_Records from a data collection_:
BEGIN

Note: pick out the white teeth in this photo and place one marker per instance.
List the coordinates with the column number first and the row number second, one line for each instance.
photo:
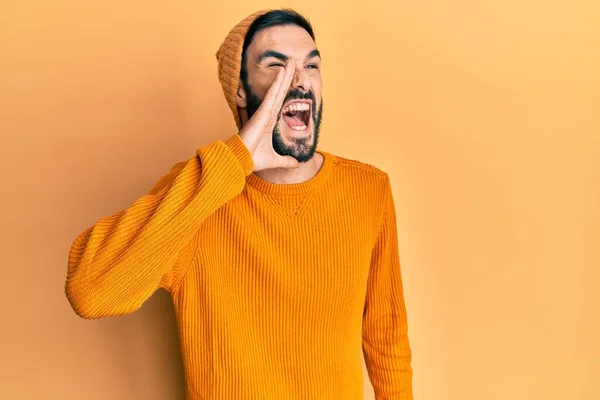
column 297, row 107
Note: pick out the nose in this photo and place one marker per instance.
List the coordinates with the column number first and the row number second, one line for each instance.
column 301, row 79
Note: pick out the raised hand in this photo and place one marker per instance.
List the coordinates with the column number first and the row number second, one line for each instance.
column 257, row 134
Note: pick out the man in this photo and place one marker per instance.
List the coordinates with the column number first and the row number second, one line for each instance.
column 282, row 261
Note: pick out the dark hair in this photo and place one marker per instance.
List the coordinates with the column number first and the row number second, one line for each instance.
column 272, row 18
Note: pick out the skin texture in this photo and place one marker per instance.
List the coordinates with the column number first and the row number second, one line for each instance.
column 282, row 64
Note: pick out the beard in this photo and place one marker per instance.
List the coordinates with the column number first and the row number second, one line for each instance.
column 302, row 149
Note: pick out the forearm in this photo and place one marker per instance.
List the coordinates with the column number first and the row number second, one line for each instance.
column 115, row 265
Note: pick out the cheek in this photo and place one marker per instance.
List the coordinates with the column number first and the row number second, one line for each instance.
column 261, row 82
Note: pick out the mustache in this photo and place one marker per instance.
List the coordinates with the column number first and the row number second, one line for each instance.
column 297, row 94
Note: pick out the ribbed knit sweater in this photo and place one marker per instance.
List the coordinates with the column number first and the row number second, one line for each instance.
column 276, row 287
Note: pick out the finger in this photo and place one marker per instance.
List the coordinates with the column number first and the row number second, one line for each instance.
column 274, row 89
column 285, row 86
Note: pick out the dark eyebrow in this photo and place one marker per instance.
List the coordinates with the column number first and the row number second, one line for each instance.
column 314, row 53
column 272, row 53
column 283, row 57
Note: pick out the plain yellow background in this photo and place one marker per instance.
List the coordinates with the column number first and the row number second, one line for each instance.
column 484, row 113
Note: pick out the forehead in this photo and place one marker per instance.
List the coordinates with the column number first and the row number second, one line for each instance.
column 287, row 39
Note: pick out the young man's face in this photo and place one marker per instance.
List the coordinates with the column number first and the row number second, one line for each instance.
column 296, row 132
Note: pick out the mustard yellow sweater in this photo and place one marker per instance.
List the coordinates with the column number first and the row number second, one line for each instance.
column 276, row 288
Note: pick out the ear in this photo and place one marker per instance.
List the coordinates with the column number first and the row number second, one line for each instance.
column 242, row 101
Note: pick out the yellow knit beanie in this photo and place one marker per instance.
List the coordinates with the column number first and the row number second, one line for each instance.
column 229, row 58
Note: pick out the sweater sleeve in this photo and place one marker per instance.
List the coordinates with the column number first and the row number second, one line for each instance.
column 117, row 264
column 385, row 333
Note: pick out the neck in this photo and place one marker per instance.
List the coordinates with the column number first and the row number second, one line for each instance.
column 302, row 173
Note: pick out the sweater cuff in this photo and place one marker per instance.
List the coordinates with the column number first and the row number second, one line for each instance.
column 239, row 149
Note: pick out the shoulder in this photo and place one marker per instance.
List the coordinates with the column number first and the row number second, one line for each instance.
column 366, row 175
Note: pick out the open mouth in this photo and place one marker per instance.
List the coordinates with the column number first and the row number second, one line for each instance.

END

_Problem to solve_: Output nothing but the records above, word for word, with the pictures removed.

_Exercise response_:
Note: pick out the white teeth in this photo and place one marker per instance.
List the coordinates with the column number first and the row number second, one line for each instance.
photo:
column 297, row 107
Note: pick out the nose in this photo and place one marker per instance.
List the coordinates with the column number first and the row number second, one line for each instance.
column 301, row 79
Note: pick out the raised hand in this photo and place one marker per instance.
List the coordinates with the column number first and the row number second, one line for each instance.
column 257, row 134
Note: pick out the man in this photo and place one marker per instance.
List the coordinates with the column number first and the row number second, one line for each instance.
column 282, row 261
Note: pick out the dark hair in this photo and place one marker per instance.
List the coordinates with the column number first and the row number second, one line for each instance.
column 272, row 18
Note: pick out the skin texture in this photo and place one marker per instance.
List the coordinates with the column number first and the row number second, one line for each instance.
column 282, row 64
Note: pick out the beard in this photo and place one marker per instance.
List the coordinates with the column number first and the row number second, one line for each instance.
column 302, row 149
Note: pick out the forearm in this photo and place one marker per instance.
List the coordinates with the column number first and the row number second, one line for each instance.
column 115, row 265
Note: pick out the cheek in this photo and place one marker per instance.
List the coordinates with the column number first and the row number second, one line for each instance.
column 261, row 82
Note: pick out the mustache in this photo and place one marker per instance.
List the coordinates with the column number first and the row number second, one line for each instance.
column 297, row 94
Note: pick out the ribbed knit sweater in this photo and place one marker per instance.
List the coordinates with the column number first and the row number second, one line for each instance.
column 276, row 287
Note: pick out the finger in this photo and place one marker per instance.
List the coordinates with the column number first and the row number second, one line for each instance.
column 274, row 89
column 285, row 86
Note: pick out the dark eyebrow in this photo and place one marker per instance.
List the coordinates with the column number first and the row number second, one line for each instance.
column 314, row 53
column 272, row 53
column 283, row 57
Note: pick out the plain yellow background in this photo and place one marker per instance.
List the coordinates with the column number first and the row number second, one line for each instance.
column 484, row 113
Note: pick out the forehead in this photo and place one marker per instance.
List the coordinates with the column number first and the row number second, one line for each instance.
column 287, row 39
Note: pick out the young man's face in this photo and place one marker per instance.
List the coordinates with the column number first and the row number second, one line for each instance.
column 296, row 132
Note: pick out the mustard yellow sweater in this photo and place one marker per instance.
List the coordinates with the column number first and the row number second, one line for each instance.
column 276, row 288
Note: pick out the ear in this photo and place one marker per instance.
List the coordinates with the column number first and the row number second, one line for each instance.
column 242, row 101
Note: pick out the yellow knit beanie in this photo and place one marker per instance.
List the coordinates with the column number first and the row number second, one line for each instance.
column 229, row 58
Note: pick out the sweater sleeve in this photo and place one marker per instance.
List the coordinates with the column number first and the row number second, one line for each instance.
column 117, row 264
column 385, row 333
Note: pick out the neck in this photo and place one marker per instance.
List the coordinates with the column number first and the row number second, one line for each instance.
column 302, row 173
Note: pick out the sweater cuff in this photo and place one marker per instance.
List the coordinates with the column number first and the row number second, one line for each instance.
column 239, row 149
Note: pick out the shoulder in this photo and place one marker per instance.
List the coordinates with the column number first and the row number second, one line for each instance.
column 366, row 175
Note: pick out the open mouth in this photo and place one marker per instance.
List the coordinates with the column number first and the row number second, one line for each instance.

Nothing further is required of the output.